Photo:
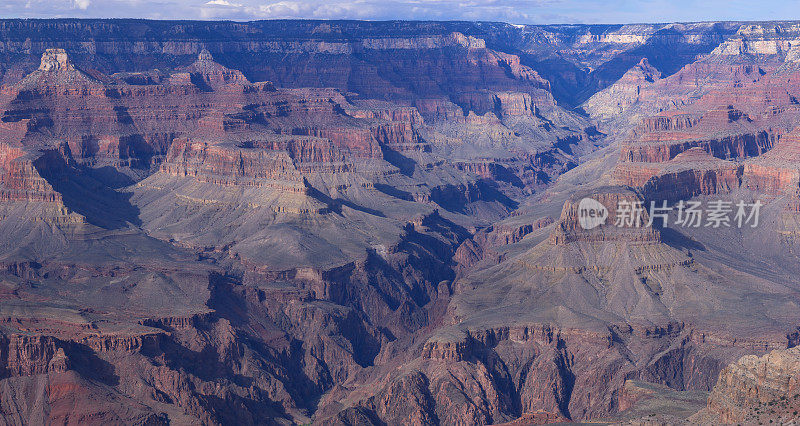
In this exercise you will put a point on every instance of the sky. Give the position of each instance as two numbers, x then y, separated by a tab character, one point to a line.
511	11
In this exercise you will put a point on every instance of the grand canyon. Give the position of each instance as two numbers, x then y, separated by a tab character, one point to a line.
377	223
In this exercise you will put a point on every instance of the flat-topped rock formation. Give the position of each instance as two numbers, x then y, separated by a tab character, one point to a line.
341	222
757	389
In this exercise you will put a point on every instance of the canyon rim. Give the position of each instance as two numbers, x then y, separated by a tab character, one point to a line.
342	222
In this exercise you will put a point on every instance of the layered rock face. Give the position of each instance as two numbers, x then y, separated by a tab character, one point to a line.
394	229
757	389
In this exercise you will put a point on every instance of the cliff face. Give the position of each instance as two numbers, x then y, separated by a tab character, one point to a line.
757	389
380	223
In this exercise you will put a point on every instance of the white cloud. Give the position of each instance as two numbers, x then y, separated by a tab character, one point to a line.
223	3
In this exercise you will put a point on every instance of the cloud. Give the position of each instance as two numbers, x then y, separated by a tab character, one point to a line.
511	11
223	3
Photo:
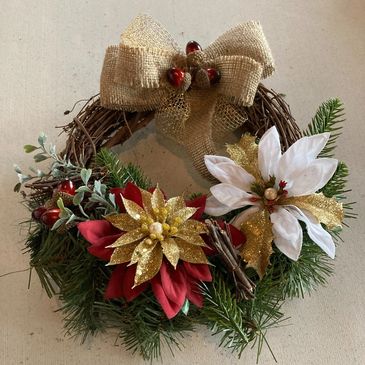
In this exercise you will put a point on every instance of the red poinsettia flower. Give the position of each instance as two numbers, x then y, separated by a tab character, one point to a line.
171	286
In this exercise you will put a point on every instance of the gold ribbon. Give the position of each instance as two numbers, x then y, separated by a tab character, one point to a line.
134	79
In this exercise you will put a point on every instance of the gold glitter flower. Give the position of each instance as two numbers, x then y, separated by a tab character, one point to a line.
278	190
160	228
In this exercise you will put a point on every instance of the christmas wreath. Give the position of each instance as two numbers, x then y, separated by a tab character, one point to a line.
119	253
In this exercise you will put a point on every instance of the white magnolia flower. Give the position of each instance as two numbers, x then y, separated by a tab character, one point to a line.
282	183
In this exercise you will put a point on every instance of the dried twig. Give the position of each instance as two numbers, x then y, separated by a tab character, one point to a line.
222	242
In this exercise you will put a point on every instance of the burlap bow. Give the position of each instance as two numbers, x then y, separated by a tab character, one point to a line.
134	79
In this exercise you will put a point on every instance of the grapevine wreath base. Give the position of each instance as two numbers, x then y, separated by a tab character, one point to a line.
119	253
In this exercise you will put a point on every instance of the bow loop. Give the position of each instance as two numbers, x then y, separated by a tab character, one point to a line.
240	77
197	97
142	67
246	40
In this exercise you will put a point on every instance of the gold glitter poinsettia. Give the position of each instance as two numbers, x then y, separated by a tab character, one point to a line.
278	190
160	228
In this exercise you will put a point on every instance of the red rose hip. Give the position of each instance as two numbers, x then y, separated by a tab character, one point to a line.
38	212
175	76
50	217
67	187
192	46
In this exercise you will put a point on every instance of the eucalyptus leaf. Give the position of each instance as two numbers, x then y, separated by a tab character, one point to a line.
40	157
85	175
28	148
42	139
17	169
17	187
83	189
58	223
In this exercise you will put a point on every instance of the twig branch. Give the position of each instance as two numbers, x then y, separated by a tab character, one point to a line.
222	242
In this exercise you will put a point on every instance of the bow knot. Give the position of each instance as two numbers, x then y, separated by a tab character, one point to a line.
198	97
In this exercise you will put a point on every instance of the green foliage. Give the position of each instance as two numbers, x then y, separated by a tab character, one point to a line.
294	279
240	323
328	118
65	269
144	328
118	174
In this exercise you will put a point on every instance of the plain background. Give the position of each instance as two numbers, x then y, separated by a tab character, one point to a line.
51	55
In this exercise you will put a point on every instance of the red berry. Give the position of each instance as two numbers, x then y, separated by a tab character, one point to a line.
282	184
192	46
214	75
67	187
175	76
38	212
50	217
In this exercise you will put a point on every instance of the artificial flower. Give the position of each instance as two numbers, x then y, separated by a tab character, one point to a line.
277	190
171	285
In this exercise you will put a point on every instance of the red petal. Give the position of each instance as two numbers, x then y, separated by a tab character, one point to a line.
128	282
118	192
99	233
173	282
132	192
197	272
101	252
169	307
114	288
199	203
194	294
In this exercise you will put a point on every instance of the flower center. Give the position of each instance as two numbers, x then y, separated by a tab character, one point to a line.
270	193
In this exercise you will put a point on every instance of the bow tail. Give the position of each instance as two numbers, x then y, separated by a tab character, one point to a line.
227	118
186	118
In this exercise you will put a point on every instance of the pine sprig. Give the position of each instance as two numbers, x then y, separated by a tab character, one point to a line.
295	279
328	118
143	327
240	323
119	175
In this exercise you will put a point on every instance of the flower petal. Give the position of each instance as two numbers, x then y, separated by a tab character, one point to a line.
311	178
199	202
133	209
242	217
231	196
169	307
230	173
158	199
300	154
148	265
122	254
315	231
129	237
269	153
175	204
130	291
123	221
146	201
173	283
191	238
183	214
215	208
115	284
288	235
171	251
99	233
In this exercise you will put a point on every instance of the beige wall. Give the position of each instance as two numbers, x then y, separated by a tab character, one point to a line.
51	54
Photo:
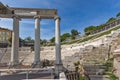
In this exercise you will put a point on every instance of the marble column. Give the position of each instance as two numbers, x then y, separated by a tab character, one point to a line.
37	40
15	41
58	62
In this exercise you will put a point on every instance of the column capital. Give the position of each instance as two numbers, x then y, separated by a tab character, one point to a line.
37	16
15	16
57	17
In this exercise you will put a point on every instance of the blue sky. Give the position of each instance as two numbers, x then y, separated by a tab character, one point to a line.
75	14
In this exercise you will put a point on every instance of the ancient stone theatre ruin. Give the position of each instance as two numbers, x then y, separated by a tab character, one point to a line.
32	13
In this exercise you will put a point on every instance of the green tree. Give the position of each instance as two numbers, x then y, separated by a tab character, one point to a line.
28	39
52	40
110	20
10	40
118	14
65	36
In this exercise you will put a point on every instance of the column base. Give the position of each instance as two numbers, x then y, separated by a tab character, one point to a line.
58	68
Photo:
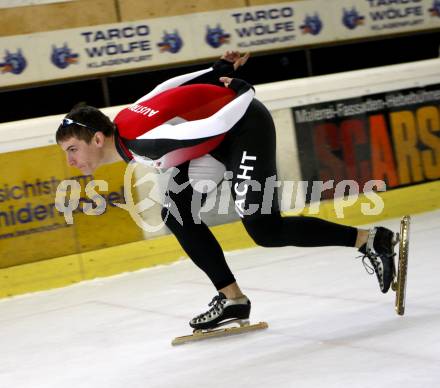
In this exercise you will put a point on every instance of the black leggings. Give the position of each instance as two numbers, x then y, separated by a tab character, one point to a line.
248	151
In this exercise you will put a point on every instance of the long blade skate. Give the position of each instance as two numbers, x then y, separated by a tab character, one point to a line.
219	331
399	283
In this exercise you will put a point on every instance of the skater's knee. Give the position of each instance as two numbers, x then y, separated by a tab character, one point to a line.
261	232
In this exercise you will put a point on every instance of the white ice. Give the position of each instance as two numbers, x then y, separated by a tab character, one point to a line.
329	325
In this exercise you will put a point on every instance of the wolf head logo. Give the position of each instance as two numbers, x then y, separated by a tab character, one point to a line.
351	19
312	25
435	10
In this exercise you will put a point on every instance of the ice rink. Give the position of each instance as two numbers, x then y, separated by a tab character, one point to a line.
329	325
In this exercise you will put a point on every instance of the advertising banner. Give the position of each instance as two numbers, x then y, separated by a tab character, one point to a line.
31	227
392	137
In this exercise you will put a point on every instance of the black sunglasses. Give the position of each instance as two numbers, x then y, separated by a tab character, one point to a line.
67	122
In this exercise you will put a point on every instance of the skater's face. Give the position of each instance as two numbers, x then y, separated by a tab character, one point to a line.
85	156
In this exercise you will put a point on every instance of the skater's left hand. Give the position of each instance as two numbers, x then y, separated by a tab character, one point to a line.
235	58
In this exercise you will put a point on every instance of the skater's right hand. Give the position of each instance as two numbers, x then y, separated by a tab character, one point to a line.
235	58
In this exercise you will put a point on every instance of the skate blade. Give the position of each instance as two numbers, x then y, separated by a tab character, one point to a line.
219	331
399	283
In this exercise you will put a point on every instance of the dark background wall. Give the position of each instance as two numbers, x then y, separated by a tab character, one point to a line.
58	98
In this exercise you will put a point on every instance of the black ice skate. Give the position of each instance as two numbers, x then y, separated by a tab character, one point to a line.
222	311
379	249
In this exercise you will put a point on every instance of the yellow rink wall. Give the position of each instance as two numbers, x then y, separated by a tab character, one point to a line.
71	269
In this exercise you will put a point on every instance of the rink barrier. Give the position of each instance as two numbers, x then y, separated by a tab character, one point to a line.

———

**EXERCISE DESCRIPTION:** Output an exact copy of the lines beginning at the one that holds "of the advertising" and running through the final line of the records.

**THE RESULT:**
In this exercise you will put a point on every instance of the advertising banner. Give the position of each instance as two numbers, x then y, separated by a tab character, one point to a line.
31	227
392	137
In this exercise you will put a point on every instance of the black sunglasses. Give the position of each instance as two numbers, x then y, separated by a tab character, one point to a line.
67	122
In this exercise you will put a point on every instance of the skater's face. Give the position of each instance as two numbers, x then y, separated by a tab character, one point to a line.
85	156
In this exercise you will put a point on every instance of the skater's left hand. Give the position of each instance as two numbers, x then y, separated by a tab character, one point to a line.
235	58
In this exercise you will put a point on every instance of the skater's right hand. Give the position of each instance as two numbers, x then y, separated by a tab character, one point to a line.
235	58
In this exercise you will put a point on every instance of the skate blade. Give the position of each instance as two numbers, x then y, separated by a tab character, one point to a line.
219	331
399	283
In this exercise you will put a point on every instance of the dark background wall. Give the position of each instance as two numbers, x then y, separated by a tab character, one point to a line.
58	98
In this exercise you will put a point on every instance of the black ice skate. Give the position of each instance as two numbers, x then y, separated by a tab character, one point to a line.
222	311
379	249
In this exercise you will put a point on every instance of the yellow rink wall. Give the position of each instance as two numbers, x then y, separated by a tab character, one point to a line.
71	269
In this exercise you will put a point on every instance of the rink barrier. Give the position of each instance as two numbers, x then y, separated by a tab character, one point to a line.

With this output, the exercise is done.